## SHORT TASK 1
In the travel account of the road to Leh, how high is Tanglang La?
## SHORT TASK 2
Continue the travel account of the road to Leh from its last sentence.

BEGIN DOCUMENT EXTRACT

From Pang onwards, the road opens out, giving way to the Morey Plains, which encompass the ‘Samad Rokchen’ area, part of the Tibetan-Changthang Plateau that’s home to the nomadic Changpas, a weather-beaten, hardy lot — forever on the move with their yaks, sheep and tents. On an earlier trip, our group of three had pitched tent right above their camp at Debring. It had provided a lovely peek into their lives, customs and tenacity in braving the harsh conditions that prevail on this high mountainringed plateau. Today the campsite lay bereft even of footprints. They had moved on. Chased by a thundering storm and vertical sheets of rain at the head of the plains, I dived into the protective nook of the salt lake, Tso Kar, in the glow of a russet sunset and a herd of startled kiang (wild ass) running past, throwing mounds of dust in their wake.The beautiful tented retreat in the solitary confines of this vast bowl was a treat. At night there were more stars than sky while the mountains around the lake looked surreal in the moonlight, their snow-capped rims glowing silver. Before the next morning’s start, I walked around the lake and spotted black-necked cranes and ruddy shelducks to its far banks alongside chubby marmots and a lone golden eagle perched on a rocky outcrop.
On the final leg to Leh, the road threw up more distractions — the grasslands led into chaotic ridges as we made our way to Tanglang La (17,585 ft) and into a raging storm, the second highest motorable pass in the world and one of the definite ‘tang’ passes of the route. Prayer flags hung limp and wet and, shuddering in the cold, we took refuge in the car heating. Snowflakes the size of my palm rained down and visibility reduced to near zero, and we came to a grinding halt in biting cold for almost an hour. I think I heard the ghostly whisper of tinkling caravan bells ride past me. But I was quick to blame that on the altitude.
Giving my driver Vijay a break, I took to the wheel here on, battling a long, bumpy stretch of unsealed tarmac as soot-laden GREF workers continued with their double-laning work. After the relentless desolation of the journey, the vibrant green oasis of the village settlements of Rumtse and Sasoma below the pass came almost as a relief. The resilient Ladakhis painfully channel glacial meltwater to irrigate their fields of barley and willow groves. Civilisation came hand-in-hand with good tarmac and I effortlessly swerved along the double-lane highway through gorges of red rock and a narrow valley brimming with perky yellow flowers. The valley opened out at Meeru, ahead of which flowed the mighty Indus, its basin lined with villages and hilltop gompas. After the long and dusty journey, Leh beckoned like a shimmering jewel, an oasis of good food and comfort.

END DOCUMENT EXTRACT
BEGIN DATA

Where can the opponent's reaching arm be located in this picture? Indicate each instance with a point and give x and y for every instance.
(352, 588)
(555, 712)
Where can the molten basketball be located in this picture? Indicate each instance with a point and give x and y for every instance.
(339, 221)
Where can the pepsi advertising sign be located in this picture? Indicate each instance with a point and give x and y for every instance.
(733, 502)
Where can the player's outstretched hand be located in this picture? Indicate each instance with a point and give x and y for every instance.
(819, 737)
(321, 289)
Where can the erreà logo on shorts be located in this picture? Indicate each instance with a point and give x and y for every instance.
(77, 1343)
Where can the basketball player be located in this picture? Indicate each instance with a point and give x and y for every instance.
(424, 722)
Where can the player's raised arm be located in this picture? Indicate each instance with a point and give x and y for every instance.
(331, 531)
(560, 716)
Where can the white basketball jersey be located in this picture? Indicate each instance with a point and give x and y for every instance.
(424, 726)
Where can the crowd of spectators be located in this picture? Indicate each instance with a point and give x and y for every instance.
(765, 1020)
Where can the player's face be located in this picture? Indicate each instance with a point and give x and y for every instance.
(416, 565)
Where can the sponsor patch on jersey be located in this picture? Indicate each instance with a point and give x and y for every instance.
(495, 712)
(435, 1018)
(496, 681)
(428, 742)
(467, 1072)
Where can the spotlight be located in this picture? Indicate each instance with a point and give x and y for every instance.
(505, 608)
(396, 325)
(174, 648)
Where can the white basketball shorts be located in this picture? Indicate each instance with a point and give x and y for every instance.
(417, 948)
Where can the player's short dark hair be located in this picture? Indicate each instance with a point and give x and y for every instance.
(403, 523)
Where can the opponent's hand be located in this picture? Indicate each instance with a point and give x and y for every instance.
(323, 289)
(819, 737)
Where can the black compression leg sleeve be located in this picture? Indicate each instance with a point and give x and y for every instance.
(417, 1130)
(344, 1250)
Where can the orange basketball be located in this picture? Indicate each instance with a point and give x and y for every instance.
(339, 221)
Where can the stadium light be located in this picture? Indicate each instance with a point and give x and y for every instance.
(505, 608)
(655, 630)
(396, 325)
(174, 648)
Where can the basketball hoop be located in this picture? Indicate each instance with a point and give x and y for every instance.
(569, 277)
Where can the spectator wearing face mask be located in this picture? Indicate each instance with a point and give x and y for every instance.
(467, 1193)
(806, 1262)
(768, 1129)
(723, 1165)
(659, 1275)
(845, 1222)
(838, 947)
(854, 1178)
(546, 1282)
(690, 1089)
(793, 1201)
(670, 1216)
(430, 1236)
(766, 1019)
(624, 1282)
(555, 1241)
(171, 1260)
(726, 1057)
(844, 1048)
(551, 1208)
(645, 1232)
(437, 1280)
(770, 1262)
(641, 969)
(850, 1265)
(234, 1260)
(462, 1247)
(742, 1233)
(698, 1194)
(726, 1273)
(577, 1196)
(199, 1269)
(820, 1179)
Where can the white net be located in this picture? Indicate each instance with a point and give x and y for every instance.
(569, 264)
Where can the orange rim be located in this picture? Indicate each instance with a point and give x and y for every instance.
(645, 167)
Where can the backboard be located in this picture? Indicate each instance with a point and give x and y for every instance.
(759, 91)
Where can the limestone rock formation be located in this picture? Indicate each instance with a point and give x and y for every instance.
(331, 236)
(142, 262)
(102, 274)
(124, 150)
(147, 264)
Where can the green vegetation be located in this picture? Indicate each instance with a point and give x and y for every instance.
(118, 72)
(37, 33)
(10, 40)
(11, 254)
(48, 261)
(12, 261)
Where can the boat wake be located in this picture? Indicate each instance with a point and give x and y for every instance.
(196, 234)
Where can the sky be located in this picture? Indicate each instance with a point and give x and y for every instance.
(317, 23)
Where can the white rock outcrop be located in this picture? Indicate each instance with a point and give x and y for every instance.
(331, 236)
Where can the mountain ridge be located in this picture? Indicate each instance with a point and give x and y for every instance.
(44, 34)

END DATA

## RIGHT ANSWER 1
17,585 ft

## RIGHT ANSWER 2
A long hot shower was quick to dispel the tiredness but the mind was lost to the bleak and beautiful highs of the road just travelled, which I rewound in the form of a slideshow of photographs, over and over to the bemusement of my tired and as yet acclimatising sister, who’d flown here on an hour’s flight from Delhi. Ladakh’s and Zanskar’s spectacular landscapes make for several great driving destinations. You could drive to Pangong Tso, visit some of the monasteries along the route, and stay overnight at a lovely camp right on the banks of the lake. The lake changes colours like a chameleon, spilling into shades of aquamarine and blue to orange and grey, at times reflecting the sky and at other times defying it all together. Spangmik is the last point your permit allows you to visit.
We were looking forward to our trip to the remote Zanskar but we learnt that a bridge over a tributary of the Indus had been washed away. It took three days of fretful waiting in Leh as the army erected a new one in its place. The drive into Zanskar is a challenge, especially the stretch from Kargil to Padum. It’s almost entirely unsealed and beset by loose gravel and dust, and the drive took us 12 hrs. At times, we crawled at a dismal 20 kmph to do the 225-km stretch. Ideally, it’s best to stop midway at Panikhar or Rangdum but we didn’t have the luxury of that additional time. On the upside, Thangbu onwards, the scenery that unfolded along the way was simply magnificent, with the Nun and Kun massifs looming over Thangbu, quaint villages and gompas alongside, and glacial tongues falling at steep angles almost on the road. The Muslim villages of the Suru Valley gave way to Zanskar’s Buddhist tenor at Rangdum and we descended into the lush fields of Zanskar below the Pensi La.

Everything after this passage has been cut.